* [Location identification entries]
========================================

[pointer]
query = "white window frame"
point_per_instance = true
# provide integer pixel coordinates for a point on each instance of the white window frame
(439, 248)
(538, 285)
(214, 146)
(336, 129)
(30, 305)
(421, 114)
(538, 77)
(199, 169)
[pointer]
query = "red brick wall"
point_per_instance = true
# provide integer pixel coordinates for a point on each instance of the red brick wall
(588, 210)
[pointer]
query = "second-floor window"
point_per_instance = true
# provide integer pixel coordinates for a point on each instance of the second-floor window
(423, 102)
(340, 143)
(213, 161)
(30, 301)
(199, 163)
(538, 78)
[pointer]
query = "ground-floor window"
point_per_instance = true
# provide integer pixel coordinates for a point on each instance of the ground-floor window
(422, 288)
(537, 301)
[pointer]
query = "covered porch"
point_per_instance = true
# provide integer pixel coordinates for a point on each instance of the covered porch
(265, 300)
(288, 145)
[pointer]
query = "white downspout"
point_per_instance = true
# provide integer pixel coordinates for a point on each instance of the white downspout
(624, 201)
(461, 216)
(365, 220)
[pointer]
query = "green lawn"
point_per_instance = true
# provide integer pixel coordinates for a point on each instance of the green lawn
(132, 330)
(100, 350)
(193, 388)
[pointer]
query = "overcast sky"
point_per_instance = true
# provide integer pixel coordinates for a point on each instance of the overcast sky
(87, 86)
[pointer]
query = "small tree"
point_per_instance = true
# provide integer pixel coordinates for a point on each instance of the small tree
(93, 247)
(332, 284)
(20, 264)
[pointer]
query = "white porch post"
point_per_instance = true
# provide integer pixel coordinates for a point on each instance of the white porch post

========================================

* [WHAT THIS TASK INVOLVES] Repeat the records above exactly.

* [THE SOLUTION]
[pointer]
query = "white window frame"
point_per_instance = true
# provide integer pixel coordinates for a point on each instance of the white window frame
(439, 248)
(538, 285)
(214, 146)
(336, 129)
(30, 305)
(421, 114)
(538, 77)
(199, 169)
[pointer]
query = "red brick wall"
point_per_instance = true
# provide integer pixel coordinates for a point on each instance of the red brick wall
(588, 210)
[pointer]
query = "second-floor window"
point_per_instance = true
# provide integer pixel coordinates for a point on each instance of the second-floor window
(423, 102)
(340, 143)
(213, 161)
(30, 301)
(199, 163)
(538, 78)
[pointer]
query = "ground-floor window"
point_per_instance = true
# provide integer pixel coordinates for a point on each instance of the ground-floor window
(422, 288)
(537, 301)
[pointer]
query = "covered porch"
point_per_instance = true
# provide integer pixel coordinates for a point on each instance of the covered porch
(265, 300)
(288, 145)
[pointer]
query = "white downspout"
point_per_instance = true
# provide integer pixel coordinates for a point on each instance of the white downspout
(624, 201)
(461, 216)
(365, 220)
[pointer]
query = "green lawn"
point_per_instance = true
# provide integer pixel coordinates for a point on each instance of the green lawn
(132, 330)
(100, 350)
(193, 388)
[pointer]
query = "overcast sky"
point_per_instance = true
# provide integer pixel coordinates for a point on each instance of the overcast sky
(87, 86)
[pointer]
query = "small tree"
point_per_instance = true
# provide integer pixel coordinates for a point on each instance of the small tree
(93, 247)
(332, 284)
(20, 264)
[pointer]
query = "white porch post"
point_per_instance = true
# provide integer pixel coordinates for a point on each instance of the white porch post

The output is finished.